> _Challenge_: Render the lines of the records below, from the line containing "of the woman" up to and including the final line, as a JSON list of strings with one string per line and blank lines omitted.

------------

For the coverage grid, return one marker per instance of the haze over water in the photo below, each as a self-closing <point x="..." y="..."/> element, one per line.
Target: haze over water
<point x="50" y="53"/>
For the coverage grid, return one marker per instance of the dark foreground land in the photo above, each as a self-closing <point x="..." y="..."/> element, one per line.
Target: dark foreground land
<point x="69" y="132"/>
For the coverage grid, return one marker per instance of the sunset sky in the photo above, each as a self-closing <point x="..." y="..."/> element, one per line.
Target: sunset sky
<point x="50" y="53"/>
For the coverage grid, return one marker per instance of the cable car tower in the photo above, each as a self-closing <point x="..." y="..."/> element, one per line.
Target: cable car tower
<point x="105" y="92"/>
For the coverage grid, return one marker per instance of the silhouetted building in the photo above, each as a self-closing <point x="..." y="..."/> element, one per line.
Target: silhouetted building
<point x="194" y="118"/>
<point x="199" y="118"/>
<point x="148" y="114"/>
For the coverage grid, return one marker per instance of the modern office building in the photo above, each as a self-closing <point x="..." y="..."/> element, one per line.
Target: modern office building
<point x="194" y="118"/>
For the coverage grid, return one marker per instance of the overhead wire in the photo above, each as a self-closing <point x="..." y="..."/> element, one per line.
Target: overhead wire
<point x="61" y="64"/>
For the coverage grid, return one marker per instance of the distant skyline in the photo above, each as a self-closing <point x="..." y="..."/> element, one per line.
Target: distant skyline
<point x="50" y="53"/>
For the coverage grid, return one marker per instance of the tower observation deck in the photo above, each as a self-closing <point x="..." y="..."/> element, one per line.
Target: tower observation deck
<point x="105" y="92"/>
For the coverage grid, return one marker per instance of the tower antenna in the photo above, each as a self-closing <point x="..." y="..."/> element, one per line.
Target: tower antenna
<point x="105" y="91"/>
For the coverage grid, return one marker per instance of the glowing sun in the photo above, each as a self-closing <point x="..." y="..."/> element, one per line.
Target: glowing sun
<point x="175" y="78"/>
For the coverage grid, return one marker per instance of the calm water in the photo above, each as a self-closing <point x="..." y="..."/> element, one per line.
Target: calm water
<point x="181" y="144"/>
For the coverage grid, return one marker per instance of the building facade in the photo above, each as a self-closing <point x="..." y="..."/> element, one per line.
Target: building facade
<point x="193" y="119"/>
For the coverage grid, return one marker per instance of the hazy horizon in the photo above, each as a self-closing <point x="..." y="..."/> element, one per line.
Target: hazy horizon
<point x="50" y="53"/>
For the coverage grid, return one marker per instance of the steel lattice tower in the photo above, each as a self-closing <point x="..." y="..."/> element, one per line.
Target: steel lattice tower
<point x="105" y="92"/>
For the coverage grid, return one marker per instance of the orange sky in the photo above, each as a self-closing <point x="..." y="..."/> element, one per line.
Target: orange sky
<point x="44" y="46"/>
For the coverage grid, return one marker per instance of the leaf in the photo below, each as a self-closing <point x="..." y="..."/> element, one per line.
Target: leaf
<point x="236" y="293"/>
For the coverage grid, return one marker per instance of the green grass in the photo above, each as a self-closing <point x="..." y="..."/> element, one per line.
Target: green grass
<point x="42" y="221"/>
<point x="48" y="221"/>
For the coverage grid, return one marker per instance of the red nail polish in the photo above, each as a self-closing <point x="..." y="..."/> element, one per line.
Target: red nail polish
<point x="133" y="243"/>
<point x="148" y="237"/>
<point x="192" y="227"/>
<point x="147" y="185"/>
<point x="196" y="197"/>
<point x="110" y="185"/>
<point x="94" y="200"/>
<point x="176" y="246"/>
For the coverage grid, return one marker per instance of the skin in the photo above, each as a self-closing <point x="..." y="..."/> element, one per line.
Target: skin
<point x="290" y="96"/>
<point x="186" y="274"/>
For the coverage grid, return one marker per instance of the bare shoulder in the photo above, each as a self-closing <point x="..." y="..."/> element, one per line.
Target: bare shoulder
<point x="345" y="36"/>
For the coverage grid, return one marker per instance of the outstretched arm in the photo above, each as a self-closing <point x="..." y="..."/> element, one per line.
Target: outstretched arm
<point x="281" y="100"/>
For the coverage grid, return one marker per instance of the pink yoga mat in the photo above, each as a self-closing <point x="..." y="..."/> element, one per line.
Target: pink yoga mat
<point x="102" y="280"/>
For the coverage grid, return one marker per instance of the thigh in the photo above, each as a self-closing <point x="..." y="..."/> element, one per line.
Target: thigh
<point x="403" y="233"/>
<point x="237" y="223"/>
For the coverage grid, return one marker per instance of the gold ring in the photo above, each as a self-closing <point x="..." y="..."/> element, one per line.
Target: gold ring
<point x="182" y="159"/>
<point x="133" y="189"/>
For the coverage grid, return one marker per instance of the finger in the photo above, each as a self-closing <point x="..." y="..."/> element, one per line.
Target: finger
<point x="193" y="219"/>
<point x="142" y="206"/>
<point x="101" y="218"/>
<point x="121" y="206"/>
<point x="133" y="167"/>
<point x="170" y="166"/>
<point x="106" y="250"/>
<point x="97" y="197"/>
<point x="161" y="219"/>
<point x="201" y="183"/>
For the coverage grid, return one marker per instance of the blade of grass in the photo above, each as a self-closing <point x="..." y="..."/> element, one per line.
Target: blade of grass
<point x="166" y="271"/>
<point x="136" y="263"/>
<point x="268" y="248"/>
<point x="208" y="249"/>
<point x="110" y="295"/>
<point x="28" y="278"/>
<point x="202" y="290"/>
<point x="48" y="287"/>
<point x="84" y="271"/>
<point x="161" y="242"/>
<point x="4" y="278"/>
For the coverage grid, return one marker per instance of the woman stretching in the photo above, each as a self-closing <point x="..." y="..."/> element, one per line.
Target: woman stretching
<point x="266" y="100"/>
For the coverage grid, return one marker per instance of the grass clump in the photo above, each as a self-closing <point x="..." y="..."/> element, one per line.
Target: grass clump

------------

> _Response to this task_:
[
  "For the coverage grid, return one marker per instance of the woman stretching in the photo above, each as a self-closing <point x=\"...\" y=\"...\"/> element, one per line.",
  "Target: woman stretching",
  "<point x=\"266\" y=\"100\"/>",
  "For the coverage grid, return one marker per instance of the grass clump in the photo above, each as a self-closing <point x=\"...\" y=\"...\"/> element, one per line.",
  "Target: grass clump"
]